TEXT SHOWN:
* begin *
Why we need play

“The opposite of play is not work — it is depression.”
- Brian Sutton-Smith

BeWell spoke with Dr. Stuart Brown, founder and president of the National Institute For Play, about how play lights up your brain, improves your mood and connects you to the world.

Why is play necessary?

Play is a survival drive that is necessary for adaptation, flexibility and social learning. Play helps us belong in the community, develop the ability to suppress unwanted urges, and regulate our emotions.

Is play important for grown-ups?

Most people tend to think that play is confined primarily to childhood, and my sense of the paleo-anthropological design of being human is that we are neotenist creatures. We are designed to be juveniles until we die and that is part of our primate design as Homo sapiens. When we honor that design, we tend to be less violent, more communal and healthier.

Taking time off to play does not mean you shirk your responsibilities, or that you aren’t a good parent or a good productive citizen. In fact, it’s just the opposite: your level of agitation drops when you get playful, which tends to increase perseverance and mastery. Play has a real payoff.

What can we learn from animals and their clear play signals?

In the animal world, the non-players do not do as well as the players. For example, observe social rats, which are very playful creatures (surprisingly). If you suppress their normal rough-and-tumble play — which occurs very vigorously from the age of 4 weeks to 15 weeks —and reintroduce them into the rat pack, those rats are really incapable of managing stress and they don’t find their place in the pack very well. They are either overly aggressive or shy to the point of avoidance. They don’t mate and really don’t survive very well.

So, if you look objectively at what play is doing — by stopping its presence, you see that play is allowing a sense of where you belong in the pack and how to become an integrated member in the social order. It becomes evident that play, particularly early development play, is a fundamental survival drive; when it is suppressed, there are social and learning consequences.
* end *
AVAILABLE DATA:
* begin *
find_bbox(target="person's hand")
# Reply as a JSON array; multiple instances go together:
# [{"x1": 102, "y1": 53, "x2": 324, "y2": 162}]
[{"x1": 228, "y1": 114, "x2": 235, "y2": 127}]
* end *
THINGS TO DO:
(a) Answer these questions using the interview about play.
(i) Who is the founder and president of the National Institute For Play?
(ii) Between what ages does the rough-and-tumble play of social rats occur very vigorously?
(iii) What happens to your level of agitation when you get playful?
(b) For each statement, say whether it agrees with the interview about play, and quote the words that decide it.
(i) The speaker holds that humans are designed to remain juveniles only through childhood.
(ii) Rats whose play was suppressed turn out either overly aggressive or shy.
(iii) Taking time off to play means shirking your responsibilities.
(c) Extend the interview about play beyond its final paragraph.

RESPONSES FOR EACH TASK:
(a)
(i) Dr. Stuart Brown
(ii) From the age of 4 weeks to 15 weeks
(iii) It drops.

(b)
(i) No: "We are designed to be juveniles until we die"
(ii) Yes: "They are either overly aggressive or shy to the point of avoidance."
(iii) No: "Taking time off to play does not mean you shirk your responsibilities"

(c)
Play naturally starts at a very young age, and yet modern children are under considerable pressure to be serious and excel. Are we missing something important?

Whenever the unique, intrinsic motivation of the child is not honored and the child is lock-stepped into a performance to please the adult ambition model, something very precious and authentic for that child’s future is lost… or at least needs to be recovered later. A child’s intrinsic motivation is driven by play, which really begins to shape who and what they are. Thus, when play is not given a fair shake, the individual loses something very important.

For those of us adults who may have forgotten how to play, how would you recommend we get back in touch with that part of ourselves?

In the last class I gave at Stanford, we had students review their own early play memories and they tried to remember the purest forms of joyfulness and play in which they engaged as little kids.  By connecting with those memories — whether it was a vacation, a birthday party, first bicycle, or a game they started, they were able to find ways to incorporate play into their lives.

All of these early play memories reside in each of us and can be connected in some way to the real life that you’re living now. Start by asking yourself, “How can I connect with those joyful, out of time, pleasurable, voluntary experiences?”

…any final thoughts?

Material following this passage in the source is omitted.